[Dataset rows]
>> start

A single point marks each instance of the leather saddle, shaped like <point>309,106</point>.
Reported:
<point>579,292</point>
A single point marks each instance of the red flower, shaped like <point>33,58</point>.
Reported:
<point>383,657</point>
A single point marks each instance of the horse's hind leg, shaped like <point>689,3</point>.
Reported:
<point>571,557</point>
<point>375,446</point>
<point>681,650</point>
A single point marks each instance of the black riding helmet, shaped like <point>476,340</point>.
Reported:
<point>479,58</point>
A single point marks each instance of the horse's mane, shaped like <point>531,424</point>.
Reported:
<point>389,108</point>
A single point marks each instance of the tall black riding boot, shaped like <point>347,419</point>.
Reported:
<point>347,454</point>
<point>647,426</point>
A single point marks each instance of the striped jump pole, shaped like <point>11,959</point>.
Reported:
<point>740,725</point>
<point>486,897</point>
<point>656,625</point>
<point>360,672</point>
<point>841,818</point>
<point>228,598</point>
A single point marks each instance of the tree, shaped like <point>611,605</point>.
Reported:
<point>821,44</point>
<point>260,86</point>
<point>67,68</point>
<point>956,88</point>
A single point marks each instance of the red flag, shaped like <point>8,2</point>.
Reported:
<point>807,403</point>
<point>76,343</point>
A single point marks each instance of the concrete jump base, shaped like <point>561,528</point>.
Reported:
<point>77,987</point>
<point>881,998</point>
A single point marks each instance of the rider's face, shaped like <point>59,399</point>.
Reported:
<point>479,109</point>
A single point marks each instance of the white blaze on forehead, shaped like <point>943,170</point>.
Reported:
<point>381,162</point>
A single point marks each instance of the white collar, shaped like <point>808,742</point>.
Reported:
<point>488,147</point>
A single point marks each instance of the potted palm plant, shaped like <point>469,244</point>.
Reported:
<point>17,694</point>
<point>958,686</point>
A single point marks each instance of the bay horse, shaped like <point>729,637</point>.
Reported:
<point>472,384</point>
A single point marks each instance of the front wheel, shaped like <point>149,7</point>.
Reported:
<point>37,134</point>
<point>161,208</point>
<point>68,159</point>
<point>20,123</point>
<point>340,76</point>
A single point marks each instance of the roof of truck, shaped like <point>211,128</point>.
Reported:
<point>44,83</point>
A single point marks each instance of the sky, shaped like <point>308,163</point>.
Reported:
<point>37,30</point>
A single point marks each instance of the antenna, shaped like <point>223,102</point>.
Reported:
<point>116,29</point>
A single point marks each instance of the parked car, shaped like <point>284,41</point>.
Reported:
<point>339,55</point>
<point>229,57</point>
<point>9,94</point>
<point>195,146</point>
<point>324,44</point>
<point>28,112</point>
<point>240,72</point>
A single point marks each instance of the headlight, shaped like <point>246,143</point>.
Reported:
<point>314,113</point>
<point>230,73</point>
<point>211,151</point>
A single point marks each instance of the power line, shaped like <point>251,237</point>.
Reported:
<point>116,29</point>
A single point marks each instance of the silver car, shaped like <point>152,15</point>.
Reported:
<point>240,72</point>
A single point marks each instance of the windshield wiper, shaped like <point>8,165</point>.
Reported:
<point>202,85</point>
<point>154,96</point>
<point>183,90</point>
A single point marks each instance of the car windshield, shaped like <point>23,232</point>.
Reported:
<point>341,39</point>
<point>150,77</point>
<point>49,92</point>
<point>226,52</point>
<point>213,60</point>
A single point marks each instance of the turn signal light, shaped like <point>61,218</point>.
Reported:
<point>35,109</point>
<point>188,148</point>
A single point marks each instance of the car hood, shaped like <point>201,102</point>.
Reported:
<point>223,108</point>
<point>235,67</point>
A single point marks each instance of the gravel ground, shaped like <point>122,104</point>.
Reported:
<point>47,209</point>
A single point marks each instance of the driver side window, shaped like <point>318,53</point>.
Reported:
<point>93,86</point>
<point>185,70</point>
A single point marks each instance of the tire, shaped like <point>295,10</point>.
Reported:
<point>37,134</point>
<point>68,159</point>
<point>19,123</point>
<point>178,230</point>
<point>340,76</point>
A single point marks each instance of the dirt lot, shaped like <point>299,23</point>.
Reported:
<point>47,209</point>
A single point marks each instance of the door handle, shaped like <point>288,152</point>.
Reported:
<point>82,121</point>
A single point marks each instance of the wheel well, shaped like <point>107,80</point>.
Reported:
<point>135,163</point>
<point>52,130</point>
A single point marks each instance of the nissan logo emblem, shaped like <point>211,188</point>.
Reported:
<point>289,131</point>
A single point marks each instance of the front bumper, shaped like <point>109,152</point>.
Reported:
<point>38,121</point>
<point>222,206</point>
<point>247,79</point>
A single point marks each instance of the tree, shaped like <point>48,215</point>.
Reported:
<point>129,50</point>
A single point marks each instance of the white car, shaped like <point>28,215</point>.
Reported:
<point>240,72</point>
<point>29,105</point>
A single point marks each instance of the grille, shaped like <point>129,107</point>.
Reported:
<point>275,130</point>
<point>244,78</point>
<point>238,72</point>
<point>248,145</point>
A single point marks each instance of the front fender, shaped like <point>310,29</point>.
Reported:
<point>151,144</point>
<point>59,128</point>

>> end

• _EXERCISE OBJECTIVE_: Return every entry above unchanged, character for character.

• _RESULT BELOW_:
A single point marks each instance of the leather saddle, shaped like <point>309,106</point>.
Reported:
<point>579,292</point>
A single point marks each instance of the red flower, shaped like <point>33,58</point>.
Reported:
<point>383,657</point>
A single point marks each instance of the horse's hind leg, shaped like <point>689,3</point>.
Reported:
<point>571,557</point>
<point>375,446</point>
<point>681,650</point>
A single point marks each instance of the black riding helmet, shaped like <point>476,340</point>.
Reported:
<point>479,58</point>
A single point marks each instance of the horse's mane, shaped like <point>531,424</point>.
Reported:
<point>389,108</point>
A single point marks each instance of the tall black riding boot, shaped like <point>347,419</point>.
Reported:
<point>347,454</point>
<point>647,426</point>
A single point marks each instance of the striped jump pole, shaped like <point>11,959</point>.
Reported:
<point>740,725</point>
<point>486,897</point>
<point>656,625</point>
<point>360,672</point>
<point>841,818</point>
<point>228,598</point>
A single point marks each instance of the tree, shaped like <point>611,605</point>.
Reported:
<point>821,44</point>
<point>260,86</point>
<point>67,68</point>
<point>956,88</point>
A single point marks each instance of the red flag, shaped like <point>8,2</point>.
Reported:
<point>807,403</point>
<point>76,343</point>
A single point marks each instance of the concrete jump base, shaped like <point>561,528</point>.
Reported:
<point>77,987</point>
<point>881,998</point>
A single point marks each instance of the rider's face, shaped like <point>59,399</point>.
Reported:
<point>479,109</point>
A single point marks each instance of the white blaze on forehead, shaped like <point>943,170</point>.
Reported:
<point>381,162</point>
A single point marks each instance of the white collar, shaped like <point>808,742</point>.
Reported:
<point>488,147</point>
A single point marks each instance of the potted palm plant, shaped like <point>469,244</point>.
Reported:
<point>17,694</point>
<point>958,686</point>
A single point marks each instance of the bay horse, shaped like <point>729,637</point>.
Reported:
<point>472,384</point>
A single point marks each instance of the front wheel, shaped like <point>149,7</point>.
Reported:
<point>37,134</point>
<point>161,208</point>
<point>68,159</point>
<point>20,123</point>
<point>340,76</point>
A single point marks each instance of the roof of truck, shaped like <point>211,128</point>.
Reported:
<point>44,83</point>
A single point marks each instance of the sky, shaped like <point>308,163</point>.
Reported:
<point>37,30</point>
A single point marks each instance of the antenna, shaped like <point>223,102</point>.
Reported:
<point>116,29</point>
A single point marks each instance of the parked car, shaped like <point>284,41</point>.
Reported:
<point>339,55</point>
<point>229,57</point>
<point>9,94</point>
<point>195,146</point>
<point>324,44</point>
<point>28,112</point>
<point>240,72</point>
A single point marks each instance of the headlight, shaped like <point>246,143</point>.
Reported:
<point>314,113</point>
<point>230,73</point>
<point>211,151</point>
A single point marks each instance of the power line, shaped like <point>251,237</point>.
Reported:
<point>116,29</point>
A single point marks each instance of the silver car, shaped like <point>152,15</point>.
Reported:
<point>240,72</point>
A single point marks each instance of the windshield wiper, shaped like <point>8,165</point>.
Reported:
<point>202,85</point>
<point>154,96</point>
<point>183,90</point>
A single point marks each instance of the car windshield, shaped like <point>23,232</point>.
Reported:
<point>341,39</point>
<point>150,77</point>
<point>49,92</point>
<point>226,52</point>
<point>213,60</point>
A single point marks each instance of the turn signal light, shaped like <point>61,218</point>.
Reported:
<point>35,109</point>
<point>188,148</point>
A single point marks each instance of the car hood, shaped like <point>201,102</point>.
Reported:
<point>223,108</point>
<point>235,67</point>
A single point marks each instance of the gravel ground, shaped like <point>122,104</point>.
Reported:
<point>47,209</point>
A single point marks each instance of the driver side window, shaped like <point>318,53</point>.
Reported:
<point>93,86</point>
<point>185,70</point>
A single point marks each instance of the tire, shaped like <point>295,10</point>.
Reported:
<point>37,134</point>
<point>68,159</point>
<point>19,123</point>
<point>178,230</point>
<point>340,76</point>
A single point marks each instance of the dirt lot, shaped like <point>299,23</point>.
Reported:
<point>47,209</point>
A single point marks each instance of the door handle, shaped like <point>288,152</point>.
Reported:
<point>82,121</point>
A single point marks each instance of the wheel well, shaped like <point>107,80</point>.
Reported:
<point>135,163</point>
<point>52,130</point>
A single point marks each instance of the nissan logo emblem, shaped like <point>211,188</point>.
Reported:
<point>289,131</point>
A single point marks each instance of the front bumper, shaped like <point>109,152</point>.
Reported:
<point>38,121</point>
<point>222,206</point>
<point>247,79</point>
A single point marks each instance of the tree, shaped like <point>48,215</point>.
Reported:
<point>129,50</point>
A single point marks each instance of the white car, shaped like <point>28,215</point>.
Reported:
<point>240,72</point>
<point>29,105</point>
A single point marks each instance of the grille, shaped like <point>129,107</point>.
Reported:
<point>275,130</point>
<point>244,78</point>
<point>238,72</point>
<point>248,145</point>
A single point marks each instance of the front fender, shaped like <point>310,29</point>.
Reported:
<point>151,144</point>
<point>59,128</point>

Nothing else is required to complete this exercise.